» **SELECTED TEXT**
|Thin-film delivery system--Courtesy of MIT|
A team of MIT researchers successfully tested a thin-film drug delivery system enabling steady, sustained release of medication for about 14 months, a scientific advancement with major commercial implications.
The thin-film strip consists of layers of drugs attached to poly-L-glutamic acid, which contains two organic compounds and a bioabsorbable amino acid. The film can be injected for localized delivery or coat devices, such as orthopedic implants, MIT said in a news release.
"It's been hard to develop something that releases [medication] for more than a couple of months," MIT chemical engineering professor Paula T. Hammond said in the release. "Now we're looking at a way of creating an extremely thin film or coating that's very dense with a drug, and yet releases at a constant rate for very long time periods."
The professors demonstrated the mechanism using the painkilling nonsteroidal anti-inflammatory drug diclofenac, but believe it can be used to deliver other drugs as well, although the particular drug being delivered will have to be modified so that it binds to the thin-film coating. Still, that would be an improvement over the nondegradable devices that are currently employed to enable long-term release.
|Bryan Hsu and Paula Hammond--Courtesy of MIT|
"You can potentially implant it (the film) and release the drug for more than a year without having to go in and do anything about it," co-author Bryan Hsu said in the news release. "You don't have to go recover it. Normally to get long-term drug release, you need a reservoir or device, something that can hold back the drug. And (the device) is typically nondegradable. It will release slowly, but it will either sit there and you have this foreign object retained in the body, or you have to go recover it."

» **YOUR GOAL**
Extend the article on MIT's thin-film drug delivery system, picking up after its final paragraph.

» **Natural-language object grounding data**
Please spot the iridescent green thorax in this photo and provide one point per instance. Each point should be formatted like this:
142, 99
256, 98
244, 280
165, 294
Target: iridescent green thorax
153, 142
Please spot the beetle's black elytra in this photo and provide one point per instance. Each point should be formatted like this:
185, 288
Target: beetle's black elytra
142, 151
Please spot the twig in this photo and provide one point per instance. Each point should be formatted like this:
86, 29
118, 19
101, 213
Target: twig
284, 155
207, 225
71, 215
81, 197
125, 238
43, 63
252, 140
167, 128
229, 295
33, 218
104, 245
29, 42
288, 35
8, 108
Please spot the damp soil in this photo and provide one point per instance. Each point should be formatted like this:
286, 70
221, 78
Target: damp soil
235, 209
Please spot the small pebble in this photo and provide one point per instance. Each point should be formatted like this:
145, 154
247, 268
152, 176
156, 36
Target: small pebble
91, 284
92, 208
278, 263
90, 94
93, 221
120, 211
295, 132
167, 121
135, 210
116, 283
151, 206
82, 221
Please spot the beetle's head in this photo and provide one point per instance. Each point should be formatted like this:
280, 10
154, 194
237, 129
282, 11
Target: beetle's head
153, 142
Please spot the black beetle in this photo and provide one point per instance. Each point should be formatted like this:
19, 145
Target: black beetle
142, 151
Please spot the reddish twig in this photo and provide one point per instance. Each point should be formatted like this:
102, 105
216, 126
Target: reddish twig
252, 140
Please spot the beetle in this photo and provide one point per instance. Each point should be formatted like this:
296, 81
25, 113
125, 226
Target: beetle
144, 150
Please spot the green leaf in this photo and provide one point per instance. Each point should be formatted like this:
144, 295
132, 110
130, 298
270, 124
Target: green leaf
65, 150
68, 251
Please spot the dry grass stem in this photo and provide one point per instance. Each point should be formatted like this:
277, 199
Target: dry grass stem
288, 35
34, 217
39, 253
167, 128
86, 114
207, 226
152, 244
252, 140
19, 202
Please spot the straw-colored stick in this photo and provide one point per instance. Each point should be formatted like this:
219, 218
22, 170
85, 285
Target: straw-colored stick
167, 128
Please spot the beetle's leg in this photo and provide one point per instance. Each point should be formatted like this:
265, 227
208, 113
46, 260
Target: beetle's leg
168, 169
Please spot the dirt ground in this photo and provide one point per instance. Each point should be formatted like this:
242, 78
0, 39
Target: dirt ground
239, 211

» **REPLY TO THE EXERCISE**
In addition, the quantity of the drug being delivered can be controlled by adding additional layers of the thin-film coating.
The scientific challenge that was overcome, at least experimentally, involved limiting hydrolysis (by which water severs the drug molecule's bonds) while allowing some degradation in order to ensure steady and sustained release, explains the news release.
In order to achieve commercialization, the team must prove that the process works in bodily environments as well as prove efficacy with the release of other drugs besides diclofenac. More details about the innovation and research method are described in a paper in the Proceedings of the National Academy of Sciences by Hammond and Hsu as well as Samantha R. Hagerman of MIT and Myoung-Hwan Park of South Korea's Sahmyook University.